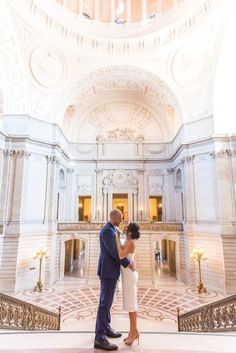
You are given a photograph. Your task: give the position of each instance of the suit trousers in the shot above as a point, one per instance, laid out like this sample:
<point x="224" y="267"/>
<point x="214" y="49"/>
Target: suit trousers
<point x="107" y="291"/>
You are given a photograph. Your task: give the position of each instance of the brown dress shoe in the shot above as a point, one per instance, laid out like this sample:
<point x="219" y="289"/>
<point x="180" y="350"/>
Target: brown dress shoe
<point x="106" y="345"/>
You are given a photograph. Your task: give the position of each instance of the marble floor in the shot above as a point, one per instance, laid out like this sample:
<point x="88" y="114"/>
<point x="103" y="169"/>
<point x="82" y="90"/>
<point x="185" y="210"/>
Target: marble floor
<point x="158" y="302"/>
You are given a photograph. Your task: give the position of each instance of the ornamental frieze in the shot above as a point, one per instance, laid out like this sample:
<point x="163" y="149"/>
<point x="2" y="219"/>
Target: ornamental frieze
<point x="169" y="227"/>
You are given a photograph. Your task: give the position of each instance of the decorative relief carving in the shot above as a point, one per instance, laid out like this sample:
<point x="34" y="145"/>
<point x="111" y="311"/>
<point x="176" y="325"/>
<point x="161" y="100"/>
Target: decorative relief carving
<point x="15" y="153"/>
<point x="157" y="150"/>
<point x="222" y="153"/>
<point x="23" y="154"/>
<point x="53" y="159"/>
<point x="84" y="172"/>
<point x="155" y="188"/>
<point x="143" y="226"/>
<point x="120" y="178"/>
<point x="120" y="134"/>
<point x="9" y="153"/>
<point x="48" y="66"/>
<point x="109" y="46"/>
<point x="187" y="159"/>
<point x="154" y="172"/>
<point x="191" y="64"/>
<point x="83" y="188"/>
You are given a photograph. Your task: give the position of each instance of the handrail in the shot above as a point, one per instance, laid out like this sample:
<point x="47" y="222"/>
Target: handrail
<point x="219" y="316"/>
<point x="16" y="314"/>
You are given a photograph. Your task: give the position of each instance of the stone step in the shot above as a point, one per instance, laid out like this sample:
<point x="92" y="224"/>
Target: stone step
<point x="82" y="342"/>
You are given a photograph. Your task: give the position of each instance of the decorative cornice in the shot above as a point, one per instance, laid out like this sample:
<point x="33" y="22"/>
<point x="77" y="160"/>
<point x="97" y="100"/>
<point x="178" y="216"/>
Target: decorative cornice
<point x="16" y="153"/>
<point x="155" y="227"/>
<point x="135" y="44"/>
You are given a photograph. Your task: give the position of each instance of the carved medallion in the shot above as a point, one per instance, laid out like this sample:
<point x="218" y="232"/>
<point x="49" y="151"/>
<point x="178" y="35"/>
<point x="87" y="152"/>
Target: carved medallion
<point x="191" y="64"/>
<point x="119" y="177"/>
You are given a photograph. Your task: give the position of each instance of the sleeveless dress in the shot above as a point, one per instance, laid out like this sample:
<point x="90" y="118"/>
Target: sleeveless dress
<point x="129" y="285"/>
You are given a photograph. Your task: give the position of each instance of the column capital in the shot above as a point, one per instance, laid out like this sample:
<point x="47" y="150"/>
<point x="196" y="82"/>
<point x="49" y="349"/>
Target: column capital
<point x="22" y="154"/>
<point x="9" y="153"/>
<point x="187" y="159"/>
<point x="52" y="159"/>
<point x="70" y="170"/>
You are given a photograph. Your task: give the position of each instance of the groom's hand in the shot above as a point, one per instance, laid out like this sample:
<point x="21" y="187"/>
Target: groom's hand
<point x="132" y="266"/>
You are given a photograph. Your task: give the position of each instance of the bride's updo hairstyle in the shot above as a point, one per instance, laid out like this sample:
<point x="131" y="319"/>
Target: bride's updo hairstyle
<point x="134" y="230"/>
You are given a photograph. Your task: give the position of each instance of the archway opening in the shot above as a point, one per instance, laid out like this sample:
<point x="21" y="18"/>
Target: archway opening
<point x="84" y="208"/>
<point x="165" y="259"/>
<point x="120" y="201"/>
<point x="75" y="258"/>
<point x="155" y="208"/>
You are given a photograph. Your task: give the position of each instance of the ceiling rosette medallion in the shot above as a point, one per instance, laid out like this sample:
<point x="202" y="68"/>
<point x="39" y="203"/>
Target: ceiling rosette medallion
<point x="49" y="66"/>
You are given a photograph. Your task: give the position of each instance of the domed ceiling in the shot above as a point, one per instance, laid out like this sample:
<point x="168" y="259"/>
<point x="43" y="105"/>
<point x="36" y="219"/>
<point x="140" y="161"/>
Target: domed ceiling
<point x="119" y="11"/>
<point x="122" y="102"/>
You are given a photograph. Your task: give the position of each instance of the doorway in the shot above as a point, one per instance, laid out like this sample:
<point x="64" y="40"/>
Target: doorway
<point x="74" y="258"/>
<point x="84" y="208"/>
<point x="155" y="208"/>
<point x="165" y="259"/>
<point x="120" y="201"/>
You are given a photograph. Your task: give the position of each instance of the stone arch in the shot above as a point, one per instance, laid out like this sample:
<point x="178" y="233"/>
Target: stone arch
<point x="88" y="90"/>
<point x="166" y="236"/>
<point x="73" y="236"/>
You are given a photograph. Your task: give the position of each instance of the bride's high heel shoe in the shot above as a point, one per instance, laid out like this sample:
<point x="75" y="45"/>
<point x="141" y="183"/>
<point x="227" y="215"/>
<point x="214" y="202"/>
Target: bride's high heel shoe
<point x="133" y="335"/>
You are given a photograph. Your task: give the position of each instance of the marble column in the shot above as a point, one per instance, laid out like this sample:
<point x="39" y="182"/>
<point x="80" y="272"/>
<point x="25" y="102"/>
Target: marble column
<point x="144" y="10"/>
<point x="190" y="209"/>
<point x="51" y="215"/>
<point x="70" y="202"/>
<point x="96" y="10"/>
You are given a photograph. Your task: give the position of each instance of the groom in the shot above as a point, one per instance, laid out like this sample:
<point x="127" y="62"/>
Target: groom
<point x="108" y="272"/>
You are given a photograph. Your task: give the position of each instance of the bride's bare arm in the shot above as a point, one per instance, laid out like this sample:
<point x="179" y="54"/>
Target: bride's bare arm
<point x="128" y="249"/>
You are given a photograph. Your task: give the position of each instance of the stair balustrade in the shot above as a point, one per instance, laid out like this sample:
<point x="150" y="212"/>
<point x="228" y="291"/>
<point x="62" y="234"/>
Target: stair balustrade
<point x="17" y="314"/>
<point x="219" y="316"/>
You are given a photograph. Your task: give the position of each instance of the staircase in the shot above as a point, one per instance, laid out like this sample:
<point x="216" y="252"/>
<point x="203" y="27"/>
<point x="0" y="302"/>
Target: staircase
<point x="82" y="342"/>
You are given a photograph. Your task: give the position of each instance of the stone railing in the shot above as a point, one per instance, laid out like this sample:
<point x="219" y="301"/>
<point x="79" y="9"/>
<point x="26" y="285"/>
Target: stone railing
<point x="213" y="317"/>
<point x="17" y="314"/>
<point x="156" y="227"/>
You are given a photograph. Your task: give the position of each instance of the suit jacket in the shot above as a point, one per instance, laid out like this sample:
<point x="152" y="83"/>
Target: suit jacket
<point x="109" y="262"/>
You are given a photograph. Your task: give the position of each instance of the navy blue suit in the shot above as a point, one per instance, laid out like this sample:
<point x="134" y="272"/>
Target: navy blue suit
<point x="108" y="271"/>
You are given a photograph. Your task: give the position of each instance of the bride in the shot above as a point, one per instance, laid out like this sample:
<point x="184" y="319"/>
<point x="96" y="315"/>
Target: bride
<point x="129" y="279"/>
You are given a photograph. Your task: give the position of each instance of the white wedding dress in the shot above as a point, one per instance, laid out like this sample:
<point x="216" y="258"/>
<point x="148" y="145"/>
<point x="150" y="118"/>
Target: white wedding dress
<point x="129" y="284"/>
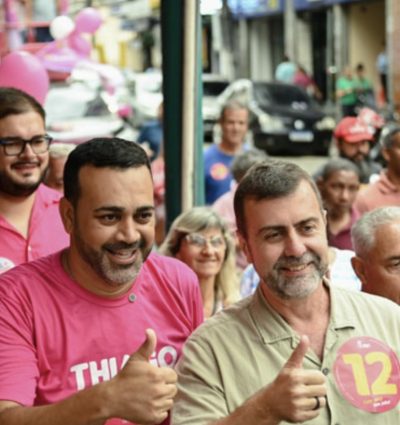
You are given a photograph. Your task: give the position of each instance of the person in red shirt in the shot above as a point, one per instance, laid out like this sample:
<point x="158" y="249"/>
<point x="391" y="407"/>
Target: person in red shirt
<point x="338" y="184"/>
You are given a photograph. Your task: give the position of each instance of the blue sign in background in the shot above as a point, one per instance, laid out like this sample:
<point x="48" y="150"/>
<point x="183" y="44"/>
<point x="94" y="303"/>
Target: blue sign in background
<point x="253" y="8"/>
<point x="310" y="4"/>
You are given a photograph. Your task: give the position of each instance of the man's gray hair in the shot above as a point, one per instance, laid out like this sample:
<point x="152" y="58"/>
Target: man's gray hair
<point x="232" y="104"/>
<point x="339" y="164"/>
<point x="244" y="161"/>
<point x="363" y="231"/>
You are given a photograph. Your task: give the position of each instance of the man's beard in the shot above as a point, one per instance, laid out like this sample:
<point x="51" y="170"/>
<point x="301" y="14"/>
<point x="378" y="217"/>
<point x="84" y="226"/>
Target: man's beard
<point x="10" y="187"/>
<point x="114" y="274"/>
<point x="296" y="287"/>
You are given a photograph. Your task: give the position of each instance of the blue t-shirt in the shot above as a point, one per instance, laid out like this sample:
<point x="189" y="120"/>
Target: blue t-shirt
<point x="217" y="173"/>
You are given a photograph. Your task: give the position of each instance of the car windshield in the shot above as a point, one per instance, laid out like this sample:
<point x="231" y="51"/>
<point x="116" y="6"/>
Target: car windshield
<point x="214" y="88"/>
<point x="279" y="94"/>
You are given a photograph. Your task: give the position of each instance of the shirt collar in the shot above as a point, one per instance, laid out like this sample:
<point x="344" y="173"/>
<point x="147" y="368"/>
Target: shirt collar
<point x="272" y="327"/>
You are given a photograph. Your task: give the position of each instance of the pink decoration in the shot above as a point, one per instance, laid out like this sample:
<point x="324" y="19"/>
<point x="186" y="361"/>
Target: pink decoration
<point x="24" y="71"/>
<point x="79" y="44"/>
<point x="88" y="20"/>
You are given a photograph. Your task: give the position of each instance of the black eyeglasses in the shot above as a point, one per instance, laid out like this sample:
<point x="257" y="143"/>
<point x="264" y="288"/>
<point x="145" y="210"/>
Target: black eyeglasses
<point x="14" y="146"/>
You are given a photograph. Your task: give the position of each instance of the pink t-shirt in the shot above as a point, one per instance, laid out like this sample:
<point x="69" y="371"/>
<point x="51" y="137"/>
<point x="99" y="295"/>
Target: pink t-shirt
------
ABOUT THIS EXERCISE: The reply must consist solely of the lines from the one containing "Target: shirt collar" through the last line in the material above, reproduced exactly.

SOLUTION BELOW:
Target: shirt collar
<point x="272" y="327"/>
You are given a photograph. Your task: give the position of each instance of the pink decoration in the shot above as a point, one per instance, laid out like this sample:
<point x="324" y="19"/>
<point x="186" y="361"/>
Target: pink decoration
<point x="24" y="71"/>
<point x="79" y="44"/>
<point x="88" y="20"/>
You are given a photograph. Your task: give the position of each instance of the black eyeglasses in the shot above as a point, one per instance, laid out like this sample:
<point x="257" y="143"/>
<point x="264" y="288"/>
<point x="145" y="210"/>
Target: black eyeglasses
<point x="14" y="146"/>
You are given a photograph. Your task: give the position of each instance of the pink t-shirt in the shot above as a point, one per instance, laid out like this sample:
<point x="69" y="371"/>
<point x="51" y="137"/>
<point x="99" y="295"/>
Target: pink t-shirt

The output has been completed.